→ Work item
In the records, from their start through the line containing "248L242 242L237 295ZM250", switch every "rough mask" to "coarse mask" and reproduce that part with nothing else changed. Leave the picture out of your reply.

=== Section Start ===

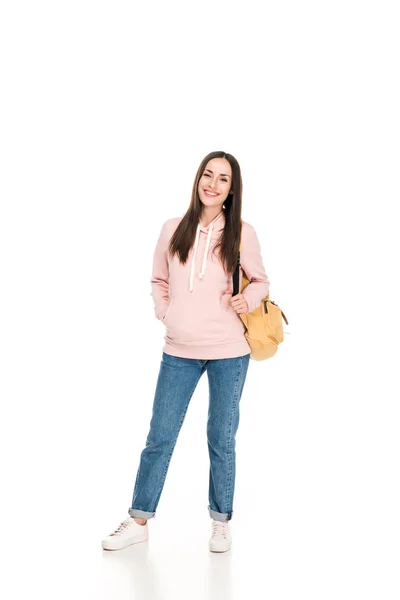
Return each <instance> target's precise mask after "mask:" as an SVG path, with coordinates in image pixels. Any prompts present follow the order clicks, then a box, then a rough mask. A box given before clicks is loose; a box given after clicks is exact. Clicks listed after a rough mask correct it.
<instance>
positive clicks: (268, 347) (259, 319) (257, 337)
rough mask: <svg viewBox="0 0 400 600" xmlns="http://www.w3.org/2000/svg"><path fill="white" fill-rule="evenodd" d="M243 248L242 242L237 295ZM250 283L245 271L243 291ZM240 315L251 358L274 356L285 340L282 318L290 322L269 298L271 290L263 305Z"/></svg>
mask: <svg viewBox="0 0 400 600" xmlns="http://www.w3.org/2000/svg"><path fill="white" fill-rule="evenodd" d="M241 249H242V243H240V248H239V254H238V261H237V265H236V269H235V272H234V274H233V294H232V296H236V294H238V293H239V268H240V250H241ZM249 283H250V282H249V280H248V279H247V277H246V276H245V274H244V273H243V275H242V289H241V292H243V290H244V289H245V287H246V286H247V285H248V284H249ZM239 317H240V318H241V320H242V321H243V324H244V326H245V328H246V329H245V332H244V335H245V337H246V339H247V342H248V344H249V346H250V348H251V353H250V358H252V359H253V360H265V359H266V358H271V357H272V356H274V354H276V352H277V350H278V344H280V343H281V342H283V339H284V337H283V325H282V319H283V320H284V321H285V323H286V325H288V324H289V321H288V320H287V318H286V317H285V315H284V313H283V311H282V310H281V309H280V308H279V306H278V305H277V304H276V303H275V302H273V301H272V300H270V299H269V292H268V294H267V295H266V296H265V298H263V299H262V301H261V305H260V306H257V308H255V309H254V310H253V312H249V313H246V314H245V315H243V314H239Z"/></svg>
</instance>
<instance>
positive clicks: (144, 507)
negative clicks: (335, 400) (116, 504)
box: [128, 352, 250, 521]
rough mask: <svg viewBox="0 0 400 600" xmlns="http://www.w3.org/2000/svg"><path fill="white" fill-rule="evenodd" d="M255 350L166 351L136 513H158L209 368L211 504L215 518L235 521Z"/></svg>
mask: <svg viewBox="0 0 400 600" xmlns="http://www.w3.org/2000/svg"><path fill="white" fill-rule="evenodd" d="M249 360H250V353H249V354H245V355H243V356H238V357H235V358H220V359H212V360H211V359H208V360H206V359H204V360H200V359H194V358H181V357H178V356H172V355H170V354H166V353H165V352H163V353H162V360H161V365H160V371H159V375H158V379H157V386H156V391H155V396H154V403H153V413H152V418H151V422H150V430H149V433H148V436H147V439H146V445H145V448H144V449H143V451H142V453H141V455H140V463H139V468H138V471H137V476H136V481H135V488H134V492H133V498H132V505H131V507H130V508H129V511H128V512H129V514H130V515H131V516H132V517H142V518H144V519H151V518H152V517H155V514H156V509H157V505H158V502H159V500H160V496H161V492H162V489H163V486H164V482H165V478H166V475H167V471H168V467H169V463H170V460H171V456H172V453H173V451H174V447H175V444H176V441H177V438H178V435H179V431H180V429H181V426H182V423H183V421H184V418H185V414H186V411H187V408H188V405H189V402H190V399H191V397H192V395H193V393H194V391H195V389H196V386H197V384H198V382H199V380H200V377H201V376H202V375H203V373H204V372H205V371H207V377H208V384H209V409H208V420H207V440H208V452H209V457H210V477H209V496H208V499H209V505H208V511H209V515H210V517H211V518H213V519H215V520H217V521H229V520H230V519H231V518H232V513H233V507H232V505H233V494H234V487H235V458H236V454H235V445H236V442H235V435H236V432H237V429H238V426H239V401H240V398H241V395H242V391H243V386H244V382H245V380H246V375H247V370H248V366H249Z"/></svg>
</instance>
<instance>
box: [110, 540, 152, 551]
mask: <svg viewBox="0 0 400 600" xmlns="http://www.w3.org/2000/svg"><path fill="white" fill-rule="evenodd" d="M148 539H149V538H144V539H143V540H134V541H133V542H129V543H127V544H124V545H123V546H118V547H112V546H111V547H110V546H109V545H108V543H107V542H102V543H101V547H102V548H103V550H111V551H112V550H123V549H124V548H128V547H129V546H133V545H134V544H142V543H143V542H147V541H148Z"/></svg>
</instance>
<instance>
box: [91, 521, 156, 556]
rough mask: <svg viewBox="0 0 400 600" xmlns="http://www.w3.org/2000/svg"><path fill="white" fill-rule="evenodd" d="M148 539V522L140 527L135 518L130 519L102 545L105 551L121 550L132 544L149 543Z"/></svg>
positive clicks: (119, 528)
mask: <svg viewBox="0 0 400 600" xmlns="http://www.w3.org/2000/svg"><path fill="white" fill-rule="evenodd" d="M148 539H149V528H148V521H146V524H145V525H139V523H136V521H135V519H134V518H133V517H128V518H127V519H126V520H125V521H122V523H121V525H120V526H119V527H118V528H117V529H116V530H115V531H114V532H113V533H110V535H108V536H107V537H106V538H104V540H103V541H102V542H101V545H102V546H103V549H104V550H121V549H122V548H126V547H127V546H131V545H132V544H137V543H139V542H147V540H148Z"/></svg>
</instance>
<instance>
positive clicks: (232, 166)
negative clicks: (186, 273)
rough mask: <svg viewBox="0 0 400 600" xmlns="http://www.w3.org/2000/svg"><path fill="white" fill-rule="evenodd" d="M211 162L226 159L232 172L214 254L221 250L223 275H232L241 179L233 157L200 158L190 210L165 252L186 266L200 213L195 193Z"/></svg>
mask: <svg viewBox="0 0 400 600" xmlns="http://www.w3.org/2000/svg"><path fill="white" fill-rule="evenodd" d="M212 158H226V160H227V161H228V162H229V164H230V165H231V169H232V182H231V189H230V192H229V194H228V196H227V198H226V200H225V201H224V204H223V206H224V207H225V208H224V214H225V227H224V230H223V232H222V235H221V238H220V240H219V241H218V243H217V244H216V245H215V247H214V250H213V252H215V250H216V249H217V248H219V247H220V248H221V250H220V260H221V262H222V264H223V266H224V269H225V271H226V272H227V273H228V274H230V275H232V274H233V272H234V270H235V268H236V263H237V256H238V252H239V246H240V234H241V229H242V221H241V216H242V176H241V172H240V166H239V163H238V161H237V160H236V158H235V157H234V156H232V154H227V153H226V152H222V151H219V150H218V151H216V152H210V153H209V154H207V156H205V157H204V158H203V160H202V161H201V163H200V166H199V168H198V169H197V173H196V176H195V178H194V183H193V188H192V198H191V201H190V205H189V208H188V210H187V211H186V213H185V215H184V216H183V218H182V220H181V221H180V223H179V225H178V227H177V228H176V230H175V232H174V234H173V236H172V237H171V240H170V243H169V247H168V249H169V252H170V253H171V256H173V255H174V254H175V253H176V254H177V255H178V258H179V260H180V262H181V263H182V264H185V263H186V261H187V258H188V255H189V251H190V249H191V247H192V246H193V244H194V240H195V237H196V230H197V225H198V223H199V219H200V217H201V214H202V210H203V203H202V202H201V200H200V197H199V192H198V185H199V180H200V177H201V176H202V175H203V172H204V169H205V167H206V165H207V163H208V161H209V160H211V159H212Z"/></svg>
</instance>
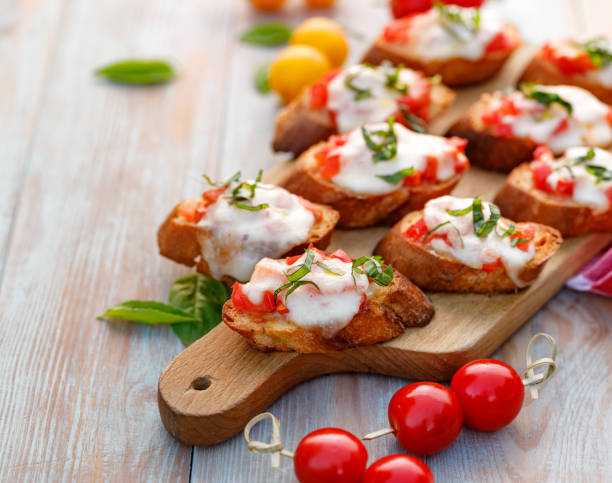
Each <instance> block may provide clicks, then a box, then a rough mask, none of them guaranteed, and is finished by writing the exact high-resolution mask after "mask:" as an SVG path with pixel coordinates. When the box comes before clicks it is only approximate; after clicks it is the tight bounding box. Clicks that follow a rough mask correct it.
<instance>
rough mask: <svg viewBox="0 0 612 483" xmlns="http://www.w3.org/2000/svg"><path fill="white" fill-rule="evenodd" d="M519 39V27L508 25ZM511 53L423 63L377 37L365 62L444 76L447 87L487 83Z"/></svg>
mask: <svg viewBox="0 0 612 483" xmlns="http://www.w3.org/2000/svg"><path fill="white" fill-rule="evenodd" d="M507 28H508V29H511V30H512V31H513V33H514V34H515V35H516V38H518V33H517V30H516V28H514V27H513V26H510V25H507ZM513 51H514V50H511V51H507V52H493V53H491V54H487V55H485V56H484V57H483V58H482V59H478V60H470V59H462V58H459V57H453V58H450V59H444V60H427V61H425V60H423V59H418V58H415V57H413V56H411V55H410V53H409V52H407V51H406V49H405V48H403V47H402V46H401V45H397V44H394V43H391V42H387V41H386V40H385V39H384V38H382V37H378V38H377V39H376V41H375V42H374V44H373V45H372V47H370V50H368V52H367V53H366V54H365V56H364V57H363V60H362V62H368V63H370V64H374V65H379V64H381V63H382V62H383V61H385V60H387V61H389V62H391V63H392V64H393V65H400V64H403V65H404V66H406V67H409V68H411V69H415V70H420V71H421V72H423V73H424V74H425V75H426V76H428V77H432V76H434V75H438V74H439V75H441V76H442V82H444V83H445V84H446V85H448V86H465V85H470V84H476V83H479V82H483V81H486V80H488V79H490V78H491V77H493V76H494V75H495V74H497V73H498V72H499V71H500V69H501V68H502V67H503V66H504V64H505V63H506V61H507V60H508V58H509V57H510V55H512V52H513Z"/></svg>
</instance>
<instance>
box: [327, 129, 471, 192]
mask: <svg viewBox="0 0 612 483" xmlns="http://www.w3.org/2000/svg"><path fill="white" fill-rule="evenodd" d="M365 128H366V130H367V132H368V133H372V132H375V131H388V129H389V127H388V124H387V123H375V124H366V125H365ZM393 131H394V133H395V135H396V137H397V144H396V146H397V154H396V156H395V158H393V159H391V160H389V161H379V162H374V161H373V160H372V155H373V151H372V150H371V149H370V148H369V147H368V146H367V144H366V141H365V139H364V137H363V133H362V131H361V129H355V130H354V131H352V132H351V133H350V134H349V135H348V138H347V141H346V143H345V144H344V145H342V146H339V147H337V148H335V149H333V150H331V151H330V153H329V154H332V155H333V154H339V155H340V172H339V173H338V174H337V175H336V176H334V177H333V178H332V181H333V182H334V183H335V184H337V185H339V186H342V187H343V188H346V189H349V190H351V191H354V192H356V193H360V194H361V193H363V194H384V193H390V192H392V191H395V190H397V189H399V188H400V187H401V186H402V184H401V182H400V183H398V184H396V185H394V184H391V183H388V182H386V181H384V180H382V179H381V178H378V176H389V175H393V174H395V173H397V172H398V171H402V170H404V169H408V168H414V170H415V171H419V172H423V171H424V170H425V167H426V166H427V157H434V158H436V159H437V163H438V170H437V178H438V179H439V180H447V179H450V178H452V177H453V176H454V175H455V168H454V166H455V165H454V163H455V159H456V157H457V155H458V153H457V148H456V147H455V146H453V145H452V144H450V143H449V142H448V140H447V139H446V138H443V137H440V136H431V135H428V134H419V133H416V132H414V131H411V130H409V129H407V128H405V127H404V126H402V125H401V124H399V123H394V125H393ZM372 139H373V140H374V141H375V142H379V138H378V136H376V135H374V136H372ZM459 154H461V153H459Z"/></svg>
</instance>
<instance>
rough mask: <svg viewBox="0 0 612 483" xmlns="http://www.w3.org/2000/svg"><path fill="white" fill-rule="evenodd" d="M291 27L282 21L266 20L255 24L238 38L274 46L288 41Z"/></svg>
mask: <svg viewBox="0 0 612 483" xmlns="http://www.w3.org/2000/svg"><path fill="white" fill-rule="evenodd" d="M289 37H291V28H290V27H288V26H287V25H286V24H284V23H282V22H266V23H261V24H259V25H256V26H255V27H253V28H251V29H249V30H247V31H246V32H245V33H243V34H242V36H241V37H240V40H242V41H243V42H247V43H250V44H256V45H265V46H274V45H282V44H286V43H287V42H289Z"/></svg>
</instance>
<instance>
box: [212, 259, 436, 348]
mask: <svg viewBox="0 0 612 483" xmlns="http://www.w3.org/2000/svg"><path fill="white" fill-rule="evenodd" d="M393 274H394V277H393V281H392V282H391V283H390V284H389V285H388V286H386V287H382V286H376V288H375V289H374V293H373V294H372V295H370V296H369V297H368V300H367V302H366V304H365V306H364V307H363V308H362V309H361V310H360V311H359V312H358V313H357V315H355V317H354V318H353V320H351V321H350V322H349V324H348V325H347V326H346V327H344V328H343V329H342V330H340V331H339V332H338V333H337V334H336V335H335V336H334V337H332V338H326V337H323V335H322V332H321V329H320V328H319V327H314V328H305V327H300V326H298V325H297V324H295V323H293V322H291V320H290V319H289V318H287V317H284V316H281V315H279V314H277V313H272V314H258V313H252V312H241V311H239V310H237V309H236V307H235V306H234V304H233V302H232V301H231V300H228V301H227V302H225V305H224V306H223V322H225V323H226V324H227V325H228V327H230V328H231V329H232V330H235V331H236V332H238V333H239V334H240V335H242V336H244V337H245V338H246V339H247V340H248V342H249V344H251V345H252V346H253V347H255V348H256V349H259V350H260V351H265V352H267V351H274V350H276V351H297V352H302V353H317V352H329V351H337V350H342V349H348V348H350V347H356V346H361V345H370V344H376V343H378V342H384V341H387V340H389V339H392V338H393V337H397V336H398V335H400V334H402V333H403V332H404V329H405V328H406V327H420V326H423V325H426V324H427V323H428V322H429V321H430V320H431V319H432V317H433V315H434V307H433V305H432V304H431V302H430V300H429V299H428V298H427V296H426V295H425V294H424V293H423V292H421V290H419V289H418V287H415V286H414V285H413V284H412V283H411V282H410V281H408V280H407V279H406V277H404V276H403V275H402V274H401V273H398V272H397V271H396V270H394V272H393Z"/></svg>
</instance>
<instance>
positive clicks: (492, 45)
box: [485, 30, 517, 54]
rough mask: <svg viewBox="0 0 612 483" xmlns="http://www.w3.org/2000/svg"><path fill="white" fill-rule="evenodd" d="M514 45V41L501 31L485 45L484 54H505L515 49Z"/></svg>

=== Section End ===

→ Completed task
Return each <instance> target's precise mask after "mask:" as an SVG path, with coordinates in image pixels. Any prompts present follow the order clicks, then a box, then a coarse mask. A box given before clicks is loose; a box given after clicks is exact. Clicks listed after a coarse mask correct it.
<instance>
positive clicks: (268, 347) (259, 319) (257, 337)
coarse mask: <svg viewBox="0 0 400 600" xmlns="http://www.w3.org/2000/svg"><path fill="white" fill-rule="evenodd" d="M243 248L242 242L237 295ZM250 283L245 271L243 291ZM240 315L251 358L274 356L285 340L282 318L290 322L269 298L271 290L263 305Z"/></svg>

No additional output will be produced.